What to produce: Count the lines in the rows below that contain the string "door" with the same capitalization, and reply with the number alone.

Given data:
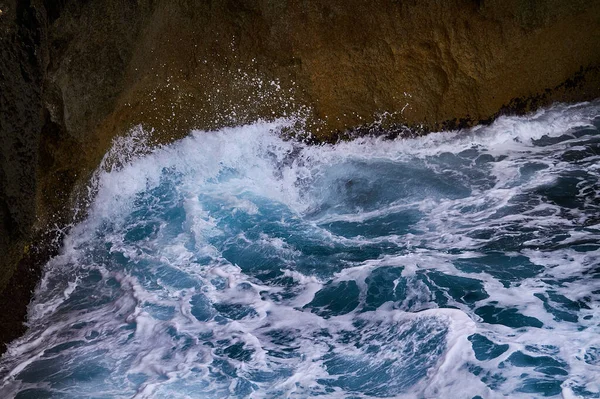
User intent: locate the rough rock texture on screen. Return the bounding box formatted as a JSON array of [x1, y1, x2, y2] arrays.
[[0, 0, 600, 352]]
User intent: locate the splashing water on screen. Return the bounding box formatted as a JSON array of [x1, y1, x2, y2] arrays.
[[0, 103, 600, 398]]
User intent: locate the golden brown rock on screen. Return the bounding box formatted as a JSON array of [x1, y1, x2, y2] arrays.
[[0, 0, 600, 354]]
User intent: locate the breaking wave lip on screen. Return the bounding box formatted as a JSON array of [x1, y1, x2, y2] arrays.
[[0, 103, 600, 397]]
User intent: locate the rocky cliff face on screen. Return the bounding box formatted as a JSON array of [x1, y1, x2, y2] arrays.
[[0, 0, 600, 350]]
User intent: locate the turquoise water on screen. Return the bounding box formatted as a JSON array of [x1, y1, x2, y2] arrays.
[[0, 103, 600, 399]]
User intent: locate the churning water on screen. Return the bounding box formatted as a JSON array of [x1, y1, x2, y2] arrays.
[[0, 103, 600, 398]]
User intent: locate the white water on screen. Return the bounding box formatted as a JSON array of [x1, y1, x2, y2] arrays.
[[0, 104, 600, 398]]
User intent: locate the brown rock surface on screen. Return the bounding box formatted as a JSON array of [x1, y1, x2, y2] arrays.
[[0, 0, 600, 352]]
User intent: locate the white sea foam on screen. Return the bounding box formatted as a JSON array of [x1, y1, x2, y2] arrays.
[[0, 104, 600, 398]]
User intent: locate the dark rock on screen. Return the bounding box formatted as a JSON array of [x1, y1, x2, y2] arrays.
[[0, 0, 600, 356]]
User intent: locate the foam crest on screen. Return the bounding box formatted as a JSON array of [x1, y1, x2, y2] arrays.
[[0, 103, 600, 398]]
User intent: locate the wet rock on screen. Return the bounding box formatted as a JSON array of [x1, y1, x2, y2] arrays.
[[0, 0, 600, 354]]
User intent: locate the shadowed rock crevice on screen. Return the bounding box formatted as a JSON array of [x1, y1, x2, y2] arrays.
[[0, 0, 600, 354]]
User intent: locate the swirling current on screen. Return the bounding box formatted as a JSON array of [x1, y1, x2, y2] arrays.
[[0, 102, 600, 399]]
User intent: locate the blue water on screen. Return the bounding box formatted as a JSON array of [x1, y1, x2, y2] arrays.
[[0, 103, 600, 399]]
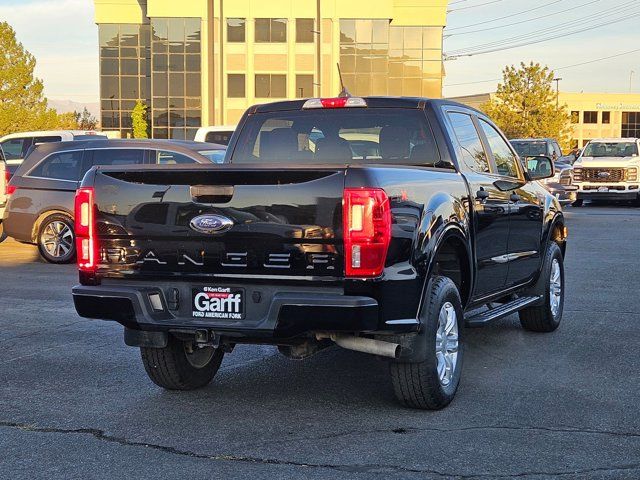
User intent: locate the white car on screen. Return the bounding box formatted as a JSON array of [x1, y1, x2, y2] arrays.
[[0, 130, 106, 171], [573, 138, 640, 206], [194, 125, 236, 145]]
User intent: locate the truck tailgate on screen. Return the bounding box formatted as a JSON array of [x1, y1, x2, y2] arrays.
[[90, 165, 346, 280]]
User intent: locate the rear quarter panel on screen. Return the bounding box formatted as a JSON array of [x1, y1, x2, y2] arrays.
[[345, 166, 471, 320], [3, 177, 78, 242]]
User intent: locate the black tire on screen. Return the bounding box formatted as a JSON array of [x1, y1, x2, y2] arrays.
[[390, 277, 464, 410], [519, 242, 565, 332], [36, 213, 76, 264], [140, 336, 224, 390]]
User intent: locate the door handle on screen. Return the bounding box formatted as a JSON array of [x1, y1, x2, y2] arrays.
[[476, 188, 489, 200]]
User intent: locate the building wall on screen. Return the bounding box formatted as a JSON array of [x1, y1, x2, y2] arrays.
[[94, 0, 447, 138], [450, 92, 640, 148]]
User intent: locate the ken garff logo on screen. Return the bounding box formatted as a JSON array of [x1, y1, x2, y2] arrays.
[[189, 214, 233, 235]]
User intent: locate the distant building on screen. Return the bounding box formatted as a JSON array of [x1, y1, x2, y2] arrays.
[[94, 0, 447, 139], [450, 92, 640, 147]]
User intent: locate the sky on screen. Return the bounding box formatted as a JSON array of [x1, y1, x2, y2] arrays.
[[0, 0, 640, 103]]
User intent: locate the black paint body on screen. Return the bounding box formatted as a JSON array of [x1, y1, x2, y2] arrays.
[[74, 98, 563, 343]]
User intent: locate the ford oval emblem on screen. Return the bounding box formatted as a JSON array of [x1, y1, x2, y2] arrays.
[[189, 214, 233, 235]]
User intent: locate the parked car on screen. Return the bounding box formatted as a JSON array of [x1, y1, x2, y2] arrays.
[[573, 138, 640, 206], [0, 142, 10, 242], [3, 140, 224, 263], [0, 130, 107, 174], [73, 97, 567, 409], [194, 125, 236, 145]]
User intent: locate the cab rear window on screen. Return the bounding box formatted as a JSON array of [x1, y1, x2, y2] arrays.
[[231, 108, 450, 167]]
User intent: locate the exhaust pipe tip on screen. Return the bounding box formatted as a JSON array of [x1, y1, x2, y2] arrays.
[[316, 333, 402, 359]]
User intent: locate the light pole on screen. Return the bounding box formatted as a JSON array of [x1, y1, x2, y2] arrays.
[[553, 77, 562, 110]]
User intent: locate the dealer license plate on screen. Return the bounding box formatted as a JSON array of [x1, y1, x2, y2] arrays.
[[191, 286, 245, 320]]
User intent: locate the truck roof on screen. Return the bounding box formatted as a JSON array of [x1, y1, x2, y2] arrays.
[[249, 95, 479, 113]]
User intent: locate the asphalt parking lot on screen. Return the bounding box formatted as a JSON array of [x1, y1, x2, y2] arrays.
[[0, 206, 640, 479]]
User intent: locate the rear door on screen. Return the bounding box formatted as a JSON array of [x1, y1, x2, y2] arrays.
[[478, 118, 544, 287], [447, 109, 509, 298]]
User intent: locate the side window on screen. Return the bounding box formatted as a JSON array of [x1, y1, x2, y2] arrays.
[[2, 138, 25, 160], [151, 150, 196, 165], [29, 150, 82, 182], [479, 119, 520, 178], [449, 112, 490, 173], [33, 136, 62, 145], [93, 148, 144, 165]]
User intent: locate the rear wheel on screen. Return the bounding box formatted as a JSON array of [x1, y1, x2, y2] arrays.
[[519, 242, 564, 332], [391, 277, 464, 410], [140, 336, 224, 390], [38, 213, 76, 263]]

Worked solution: 2